> [Exercise instructions]
1. Translate this sentence from the passage on PET imaging of HCC into Spanish: "Although these studies remain preliminary, [11C]acetate PET may hold a promise for wide clinical use for detection, prognosis, and treatment monitoring of HCC."
2. Please mark each statement yes or no according to the passage on PET imaging of HCC, quoting the words that decide it. (a) Investigators have proposed waiting 2–3 h after [18F]FDG injection before imaging. (b) Normal liver tissue shows persistent [18F]FDG uptake. (c) The studies of [11C]acetate are described as conclusive.
3. Resume the passage on PET imaging of HCC, writing on from its last sentence.

> [Document passage]
To improve the sensitivity of [18F]FDG-PET to detect HCC, investigators have suggested a 2–3 h delay between [18F]FDG injection and imaging instead of the conventional 1 h delay between injection and imaging [36]. The delayed [18F]FDG-PET may differentiate HCC lesion showing persistent [18F]FDG uptake from normal liver tissue with gradual washout of [18F]FDG. Another approach is to use a different PET tracer. [11C]acetate has recently been applied to show higher tracer uptake with better contrast in HCC lesions [3740]. Although these studies remain preliminary, [11C]acetate PET may hold a promise for wide clinical use for detection, prognosis, and treatment monitoring of HCC.

[Dataset records]
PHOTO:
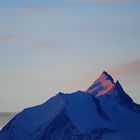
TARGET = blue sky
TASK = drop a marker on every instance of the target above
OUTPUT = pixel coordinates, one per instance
(52, 46)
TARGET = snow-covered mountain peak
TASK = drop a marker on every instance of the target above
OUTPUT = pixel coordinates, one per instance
(102, 85)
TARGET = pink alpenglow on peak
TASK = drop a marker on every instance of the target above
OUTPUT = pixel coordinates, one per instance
(102, 85)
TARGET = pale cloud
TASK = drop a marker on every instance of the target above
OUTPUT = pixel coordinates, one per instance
(108, 1)
(128, 69)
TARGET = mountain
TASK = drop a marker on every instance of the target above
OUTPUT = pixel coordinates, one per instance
(5, 118)
(103, 112)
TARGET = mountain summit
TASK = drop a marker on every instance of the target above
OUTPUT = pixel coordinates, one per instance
(102, 85)
(103, 112)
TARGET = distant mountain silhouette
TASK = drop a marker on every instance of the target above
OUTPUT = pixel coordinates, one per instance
(103, 112)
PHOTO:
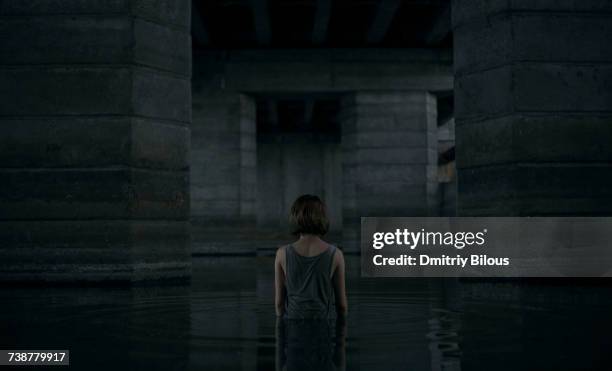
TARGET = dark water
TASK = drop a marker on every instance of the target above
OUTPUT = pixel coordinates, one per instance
(225, 320)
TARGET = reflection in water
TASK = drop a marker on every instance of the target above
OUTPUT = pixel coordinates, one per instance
(310, 345)
(225, 320)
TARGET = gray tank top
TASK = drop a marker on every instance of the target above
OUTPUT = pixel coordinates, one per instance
(310, 293)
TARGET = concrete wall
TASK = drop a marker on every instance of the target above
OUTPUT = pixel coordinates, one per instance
(533, 99)
(390, 159)
(289, 165)
(223, 157)
(94, 140)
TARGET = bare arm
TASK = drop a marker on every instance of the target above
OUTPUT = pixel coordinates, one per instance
(339, 285)
(279, 282)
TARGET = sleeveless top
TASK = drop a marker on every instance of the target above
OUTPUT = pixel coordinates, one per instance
(310, 293)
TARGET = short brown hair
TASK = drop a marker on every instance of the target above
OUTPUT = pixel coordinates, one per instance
(308, 216)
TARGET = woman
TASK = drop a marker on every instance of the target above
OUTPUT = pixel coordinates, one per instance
(309, 273)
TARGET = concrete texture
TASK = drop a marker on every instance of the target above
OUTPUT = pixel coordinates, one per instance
(94, 140)
(331, 70)
(533, 113)
(223, 157)
(290, 165)
(390, 157)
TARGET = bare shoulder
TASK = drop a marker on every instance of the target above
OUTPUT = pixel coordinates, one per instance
(280, 254)
(339, 255)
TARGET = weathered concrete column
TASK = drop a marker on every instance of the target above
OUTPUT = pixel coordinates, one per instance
(533, 104)
(223, 161)
(94, 138)
(389, 154)
(224, 168)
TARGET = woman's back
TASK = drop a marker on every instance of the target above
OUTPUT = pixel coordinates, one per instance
(310, 291)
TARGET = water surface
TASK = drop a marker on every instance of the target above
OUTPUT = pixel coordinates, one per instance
(224, 320)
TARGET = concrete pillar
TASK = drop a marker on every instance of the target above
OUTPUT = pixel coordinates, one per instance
(94, 138)
(533, 103)
(223, 162)
(224, 158)
(389, 154)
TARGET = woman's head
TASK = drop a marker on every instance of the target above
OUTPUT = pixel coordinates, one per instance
(308, 216)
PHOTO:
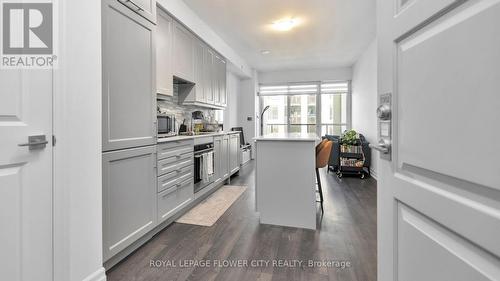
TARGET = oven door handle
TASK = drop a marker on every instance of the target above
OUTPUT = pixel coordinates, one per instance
(202, 151)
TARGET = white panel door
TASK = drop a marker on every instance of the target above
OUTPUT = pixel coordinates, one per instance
(439, 195)
(25, 176)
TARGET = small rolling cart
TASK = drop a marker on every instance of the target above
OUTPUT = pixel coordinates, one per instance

> [Answers provided]
1. Aunque estos estudios siguen siendo preliminares, la PET con [11C]acetato podría ser prometedora para un amplio uso clínico en la detección, el pronóstico y la monitorización del tratamiento del HCC.

2.
(a) Yes: "investigators have suggested a 2–3 h delay between [18F]FDG injection and imaging instead of the conventional 1 h delay between injection and imaging"
(b) No: "normal liver tissue with gradual washout of [18F]FDG"
(c) No: "Although these studies remain preliminary"

3.
In conclusion, [18F]FDG-PET provides limited sensitivity for detecting HCC, particularly well-differentiated types due to similar [18F]FDG kinetics with normal liver. However, some poorly differentiated HCC shows high avidity for [18F]FDG, and therefore, preoperative [18F]FDG-PET may select high-risk group. In addition, it has a potential role for detecting distant metastasis and tumor recurrence after treatment. We need more experience to confirm the clinical value of [18F]FDG-PET complementary to the conventionally used tumor biomarkers.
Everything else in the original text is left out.